Exercise details: Can you reproduce the lines of each item below verbatim, leaving out the pictures?

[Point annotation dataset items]
_ _ _ _
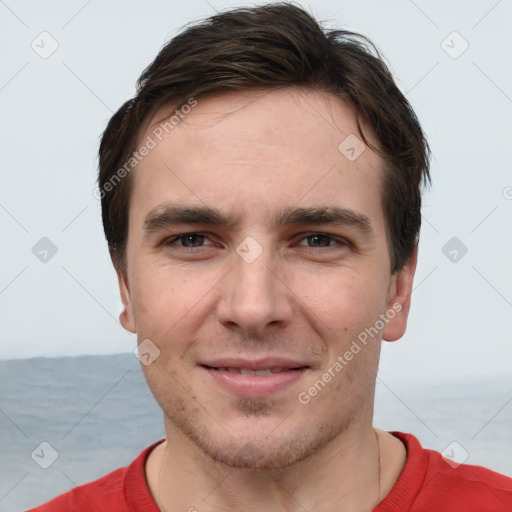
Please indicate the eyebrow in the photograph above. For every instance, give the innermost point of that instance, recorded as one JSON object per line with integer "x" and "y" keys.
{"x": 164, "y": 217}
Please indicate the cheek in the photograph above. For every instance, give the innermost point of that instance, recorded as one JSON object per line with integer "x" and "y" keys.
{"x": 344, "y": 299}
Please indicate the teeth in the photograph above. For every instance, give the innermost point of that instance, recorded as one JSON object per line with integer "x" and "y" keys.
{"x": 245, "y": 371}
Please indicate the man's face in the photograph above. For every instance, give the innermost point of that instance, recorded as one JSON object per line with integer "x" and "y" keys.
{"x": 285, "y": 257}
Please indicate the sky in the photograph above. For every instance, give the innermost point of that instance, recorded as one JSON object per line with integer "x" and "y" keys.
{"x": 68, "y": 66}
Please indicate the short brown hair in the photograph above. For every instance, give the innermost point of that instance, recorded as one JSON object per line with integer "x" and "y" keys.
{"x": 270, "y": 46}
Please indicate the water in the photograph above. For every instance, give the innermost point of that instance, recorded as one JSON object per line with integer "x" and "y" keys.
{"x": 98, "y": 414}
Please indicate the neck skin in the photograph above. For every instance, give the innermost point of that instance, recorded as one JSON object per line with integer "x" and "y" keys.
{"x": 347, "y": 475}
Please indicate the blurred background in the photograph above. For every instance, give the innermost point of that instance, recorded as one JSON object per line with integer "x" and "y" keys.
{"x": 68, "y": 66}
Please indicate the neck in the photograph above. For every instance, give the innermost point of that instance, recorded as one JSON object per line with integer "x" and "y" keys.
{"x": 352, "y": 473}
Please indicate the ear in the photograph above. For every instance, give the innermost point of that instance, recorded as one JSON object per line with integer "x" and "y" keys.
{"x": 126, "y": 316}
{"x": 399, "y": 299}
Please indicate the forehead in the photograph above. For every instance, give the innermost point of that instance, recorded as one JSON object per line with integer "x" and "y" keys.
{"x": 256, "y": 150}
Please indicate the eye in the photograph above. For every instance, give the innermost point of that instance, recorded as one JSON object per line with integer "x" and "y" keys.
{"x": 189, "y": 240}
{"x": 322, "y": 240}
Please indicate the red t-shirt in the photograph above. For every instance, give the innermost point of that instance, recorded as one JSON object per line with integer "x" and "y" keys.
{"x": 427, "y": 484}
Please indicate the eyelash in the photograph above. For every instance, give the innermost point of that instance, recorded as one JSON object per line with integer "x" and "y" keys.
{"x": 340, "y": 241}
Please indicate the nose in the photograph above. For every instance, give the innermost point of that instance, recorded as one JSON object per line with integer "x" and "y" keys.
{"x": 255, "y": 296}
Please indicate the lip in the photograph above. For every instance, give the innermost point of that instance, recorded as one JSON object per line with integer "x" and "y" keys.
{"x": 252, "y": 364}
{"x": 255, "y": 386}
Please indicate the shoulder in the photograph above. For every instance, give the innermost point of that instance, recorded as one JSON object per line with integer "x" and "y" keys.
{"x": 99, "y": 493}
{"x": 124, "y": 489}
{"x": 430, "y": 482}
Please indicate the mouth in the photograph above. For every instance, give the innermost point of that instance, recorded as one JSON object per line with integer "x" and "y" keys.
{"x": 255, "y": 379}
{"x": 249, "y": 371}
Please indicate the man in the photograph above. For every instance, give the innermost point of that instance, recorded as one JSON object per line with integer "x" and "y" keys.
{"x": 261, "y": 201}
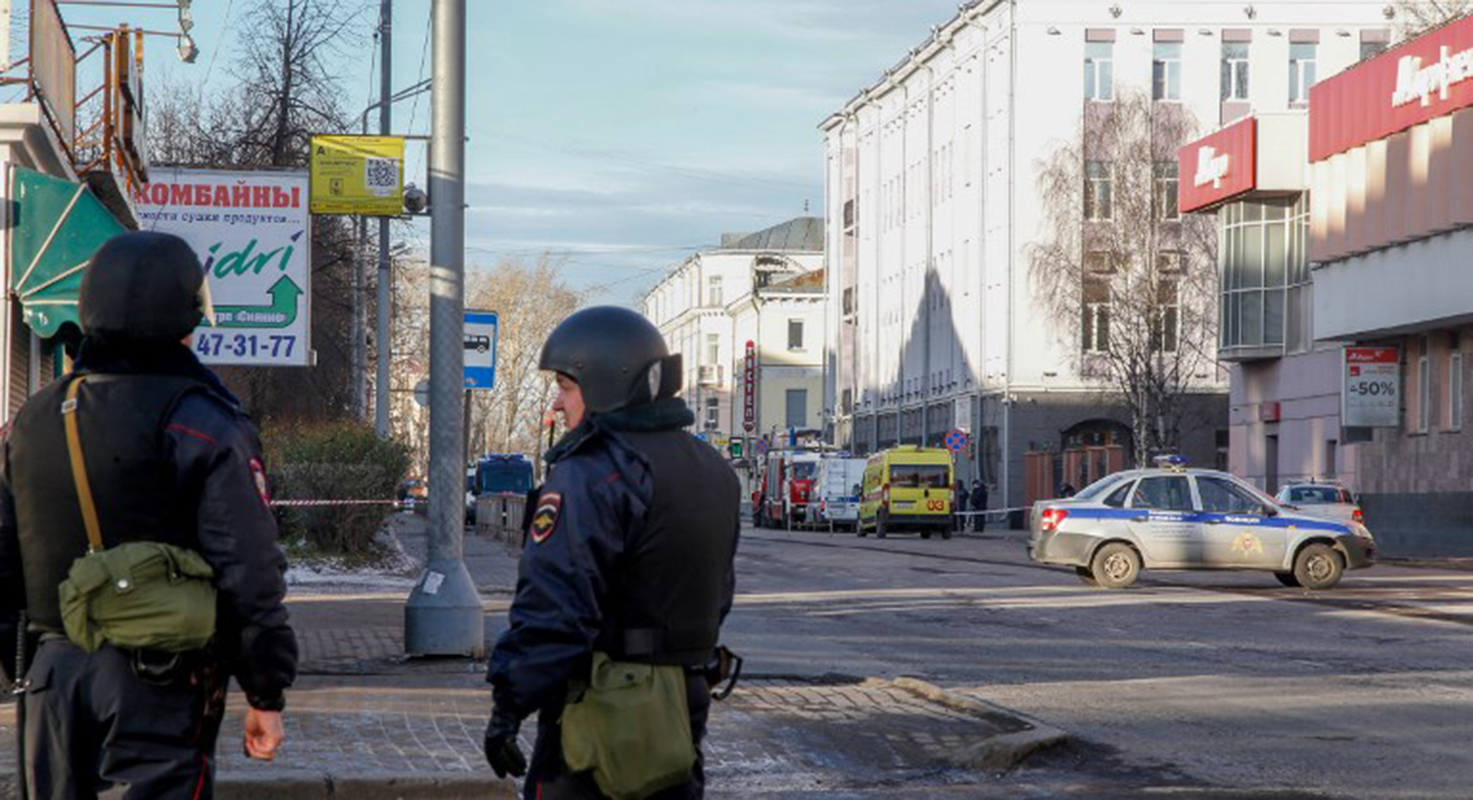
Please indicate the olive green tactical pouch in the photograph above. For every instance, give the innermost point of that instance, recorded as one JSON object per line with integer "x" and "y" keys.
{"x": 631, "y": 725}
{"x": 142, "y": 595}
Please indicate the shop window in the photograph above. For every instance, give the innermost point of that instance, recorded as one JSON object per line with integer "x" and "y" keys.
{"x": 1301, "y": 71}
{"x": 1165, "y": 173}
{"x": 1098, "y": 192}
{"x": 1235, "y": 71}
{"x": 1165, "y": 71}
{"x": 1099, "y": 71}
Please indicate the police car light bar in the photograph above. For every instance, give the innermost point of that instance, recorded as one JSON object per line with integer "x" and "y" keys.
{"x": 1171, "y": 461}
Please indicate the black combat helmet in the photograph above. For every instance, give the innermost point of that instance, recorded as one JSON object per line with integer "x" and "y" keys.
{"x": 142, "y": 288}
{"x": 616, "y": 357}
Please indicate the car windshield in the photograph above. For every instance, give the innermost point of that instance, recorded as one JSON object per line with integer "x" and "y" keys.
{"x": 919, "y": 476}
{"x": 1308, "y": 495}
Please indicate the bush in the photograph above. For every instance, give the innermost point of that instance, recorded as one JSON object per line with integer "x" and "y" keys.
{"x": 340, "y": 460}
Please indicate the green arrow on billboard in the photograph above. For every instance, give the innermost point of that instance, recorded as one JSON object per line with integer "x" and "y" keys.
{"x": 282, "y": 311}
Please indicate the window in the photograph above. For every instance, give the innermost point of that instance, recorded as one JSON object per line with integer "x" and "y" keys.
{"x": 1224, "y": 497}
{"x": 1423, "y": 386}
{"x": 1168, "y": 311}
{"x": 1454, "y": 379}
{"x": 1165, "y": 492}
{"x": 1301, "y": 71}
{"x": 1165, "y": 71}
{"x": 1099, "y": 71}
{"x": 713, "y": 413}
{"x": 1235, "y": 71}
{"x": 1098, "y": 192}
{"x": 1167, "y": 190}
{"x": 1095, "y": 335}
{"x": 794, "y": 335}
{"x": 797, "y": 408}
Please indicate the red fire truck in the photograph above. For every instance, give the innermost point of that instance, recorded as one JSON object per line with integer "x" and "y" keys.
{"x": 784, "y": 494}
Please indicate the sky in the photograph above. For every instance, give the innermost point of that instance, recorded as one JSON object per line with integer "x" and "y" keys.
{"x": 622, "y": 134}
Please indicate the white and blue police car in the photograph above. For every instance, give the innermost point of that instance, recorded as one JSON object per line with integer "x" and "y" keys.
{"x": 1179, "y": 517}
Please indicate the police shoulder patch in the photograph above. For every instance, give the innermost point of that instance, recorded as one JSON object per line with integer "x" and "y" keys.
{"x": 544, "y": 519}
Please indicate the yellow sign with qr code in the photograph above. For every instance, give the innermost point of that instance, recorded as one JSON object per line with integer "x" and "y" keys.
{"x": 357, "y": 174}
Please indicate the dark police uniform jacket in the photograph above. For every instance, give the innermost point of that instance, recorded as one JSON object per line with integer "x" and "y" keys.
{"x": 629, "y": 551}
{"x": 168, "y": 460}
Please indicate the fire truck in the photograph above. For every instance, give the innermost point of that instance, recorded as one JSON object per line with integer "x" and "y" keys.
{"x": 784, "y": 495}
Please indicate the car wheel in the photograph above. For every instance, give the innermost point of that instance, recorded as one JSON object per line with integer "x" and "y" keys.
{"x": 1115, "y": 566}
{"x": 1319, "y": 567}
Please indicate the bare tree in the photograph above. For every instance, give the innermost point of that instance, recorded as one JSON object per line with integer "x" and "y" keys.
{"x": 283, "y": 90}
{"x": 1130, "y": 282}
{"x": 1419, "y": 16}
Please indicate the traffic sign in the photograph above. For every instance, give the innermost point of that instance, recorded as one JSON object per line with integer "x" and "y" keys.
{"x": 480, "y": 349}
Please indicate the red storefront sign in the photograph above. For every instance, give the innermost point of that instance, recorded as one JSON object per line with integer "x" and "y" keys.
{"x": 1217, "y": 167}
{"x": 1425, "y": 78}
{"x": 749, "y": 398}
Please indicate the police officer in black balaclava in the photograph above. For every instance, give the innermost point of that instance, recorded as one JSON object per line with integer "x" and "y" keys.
_ _ _ _
Output:
Please indicate the eyebrow in the photograph above. For every instance, give the innermost point of that instance, recorded as one JSON object per line with integer "x" and "y" keys.
{"x": 164, "y": 217}
Please indicate the cheek in the photograph above. For every instance, give the innermost point of that instance, recorded as one JSON object per line with integer "x" and "y" keys.
{"x": 344, "y": 299}
Please indicate the teeth in the photograph above. For every instance, give the innermost point of that instance, recorded as one JSON object per line with integer "x" and "y" keys.
{"x": 245, "y": 371}
Please indicate the man's face in the photograph above. For every instance, give the innermost point of that instance, recorded as one JSON object per line with integer "x" and "y" keys.
{"x": 285, "y": 257}
Please indicate the sky in the photograph above. For every instance, give the innermost point of that instance, recorded as one JSON object per line with integer "x" and "y" keys.
{"x": 68, "y": 66}
Please indicate the short brown hair in the photograph above. For every instance, give the innermost point of that instance, recorded as one JSON object per line with integer "x" and "y" keys.
{"x": 270, "y": 46}
Please indicate the water in the photograph above. For every instance, give the innermost point of that instance, recorded as one JSON object per line with integer "x" and "y" keys.
{"x": 98, "y": 414}
Please indicate the neck skin in the photograph above. For every instance, give the innermost point of that instance, recorded as one JSON object per line with integer "x" and "y" keys.
{"x": 347, "y": 475}
Please indicate the blurred background in the photograph above. For every instance, give the innermost point of that instance, recorded as one JSON object per line with integer "x" and "y" keys.
{"x": 68, "y": 66}
Please indicate the neck in the photograph above. For every instance, give the innermost point of that instance, recorded as one JSON object per line with integer "x" and "y" keys.
{"x": 352, "y": 473}
Please indicate the ear in the photograph above. For every instance, give the innermost point of that instance, recorded as one JSON object per line with integer "x" and "y" keys.
{"x": 126, "y": 316}
{"x": 399, "y": 299}
Please indicate the forehead in the photograph above. For every instance, give the innermost point of that instance, recorded as one JSON object per line with integer "x" and "y" keys.
{"x": 256, "y": 150}
Please indicate the eye in the photograph above. For every instance, give the innermost point of that instance, recorded as one JSON object per line with integer "x" and "y" keys.
{"x": 189, "y": 240}
{"x": 322, "y": 240}
Please indicate the red t-shirt in the photograph above. For every instance, give the innermost point of that instance, recorded as one JSON object per line with integer "x" and "y" keys.
{"x": 427, "y": 484}
Please indicate the eyelash in the photograph above. For every instance, give the innermost point of that instance, recorded as one JSON object per line with integer "x" and "y" keys.
{"x": 340, "y": 241}
Please indicate the nose in the photograph above. For every instance, give the innermost point of that instance, recorded as one JSON object per line with integer "x" and "y" keys.
{"x": 255, "y": 296}
Please indicate the lip in the photograph above. For every instance, give the innermost point of that instance, recorded as one JSON object per line with integer "x" and "y" keys.
{"x": 252, "y": 364}
{"x": 255, "y": 386}
Please indicate the shoulder in the photograph above. For every instance, give the innermost point of that instance, recorded as one JSON object per line with integer "x" and "y" keys.
{"x": 99, "y": 493}
{"x": 124, "y": 489}
{"x": 430, "y": 482}
Please indicate the mouth in the photograph above. For every instance, give the innermost point of that instance, recorded as one JSON object per line with integer "x" and "y" keys.
{"x": 255, "y": 379}
{"x": 249, "y": 371}
Please indicate the man in the photograph above. For every instance, give the innermost point of that instance, recorded as one JSON object per line with integer "x" and "y" keys.
{"x": 261, "y": 201}
Please indicate the olive green tactical pouch in the photograph above. For every instance, give the innermost point of that instance, recorded as one JSON object per line with integer "x" and "y" keys.
{"x": 631, "y": 725}
{"x": 142, "y": 595}
Please indicate the shop window in the photograph above. For every instance, give the innermost point of that instance, recorded as one JSON object per line with integer "x" and "y" keys.
{"x": 1301, "y": 71}
{"x": 1165, "y": 173}
{"x": 1098, "y": 192}
{"x": 1235, "y": 71}
{"x": 1165, "y": 71}
{"x": 1099, "y": 71}
Please indicate the police car light bar in the photograph above. For every instance, give the innermost point of that instance, recorded as one JSON object per line with integer "x" and "y" keys.
{"x": 1171, "y": 461}
Please indicate the black combat helmet in the photograph above. For every instance, give the innermost point of that instance, recorded as one JSON object per line with integer "x" and "y" keys.
{"x": 142, "y": 288}
{"x": 616, "y": 357}
Please indicate the car windshield in the photograph above. For every instance, give the innermost point of that instance, recorded as one JSON object per line with integer "x" and "y" keys.
{"x": 919, "y": 476}
{"x": 1308, "y": 495}
Please indicate the bush in the photograph above. For every instance, give the innermost point of that instance, recorded as one JSON object per line with integer "x" and "y" keys.
{"x": 340, "y": 460}
Please indicate the green arrow on billboard in the photograph above. For every instance, give the innermost point of that instance, recorded as one JSON object per line with integer "x" and "y" keys.
{"x": 282, "y": 311}
Please indicate the window in the photograph above. For every instance, give the innermost point of that instance, recorded as one JSON object per line with integer "x" and "y" keys.
{"x": 1224, "y": 497}
{"x": 1423, "y": 386}
{"x": 1168, "y": 311}
{"x": 1454, "y": 379}
{"x": 1165, "y": 492}
{"x": 1301, "y": 71}
{"x": 1165, "y": 71}
{"x": 1099, "y": 71}
{"x": 713, "y": 413}
{"x": 1235, "y": 71}
{"x": 1098, "y": 192}
{"x": 1167, "y": 190}
{"x": 1095, "y": 335}
{"x": 794, "y": 335}
{"x": 797, "y": 408}
Please indicate the red fire truck in the photograph above. For every instance, give the innermost point of that instance, recorded as one JSON object per line with integer "x" and "y" keys.
{"x": 784, "y": 494}
Please indicate the sky in the photograph above. For every instance, give the innermost point of that instance, recorded as one JSON object per line with integer "x" and "y" keys.
{"x": 622, "y": 134}
Please indicate the white and blue police car in the photograph above. For every instance, give the innermost point of that instance, recorded as one JSON object per line with integer "x" and "y" keys.
{"x": 1179, "y": 517}
Please indicate the police shoulder patch in the photograph above. For every instance, give the innermost point of that instance, recorded as one JSON object per line with integer "x" and "y" keys.
{"x": 544, "y": 519}
Please indicate the yellow sign with qr code in the photograph above. For every instance, give the innermost point of that instance, recorded as one JSON object per line with integer "x" and "y" keys.
{"x": 357, "y": 174}
Please indicate the dark police uniform jacket in the photograph above. For every instance, give the innermost point of that instance, recorded as one JSON object per line with integer "x" and "y" keys.
{"x": 629, "y": 551}
{"x": 168, "y": 460}
Please indicate the fire truck in the photograph above. For every instance, give the innermost point of that instance, recorded as one JSON object per line with integer "x" and "y" keys.
{"x": 784, "y": 495}
Please indicate the car wheel in the photograph above. For every instance, give the innermost point of that instance, recorded as one JSON object per line with integer "x" and "y" keys.
{"x": 1115, "y": 566}
{"x": 1319, "y": 567}
Please indicate the bare tree in the photograph above. For every instance, give the innermost point of that instance, recorded as one JSON object per line with integer "x" and "y" keys.
{"x": 283, "y": 90}
{"x": 1130, "y": 282}
{"x": 1419, "y": 16}
Please indicate the traffic sign in the photograph above. For every instance, give the innermost point of that instance, recorded as one JSON object per line with integer "x" and "y" keys.
{"x": 480, "y": 349}
Please indicate the red storefront sign in the photograph above. For every instance, give the innermost point of that instance, recorded as one JSON object per line with integer "x" and "y" keys.
{"x": 1217, "y": 167}
{"x": 1425, "y": 78}
{"x": 749, "y": 398}
Please indicate the police officer in black balaclava in the photograph above. For every instance, give the innermost point of that instance, recorded as one JSON object per line with integer "x" and "y" keys.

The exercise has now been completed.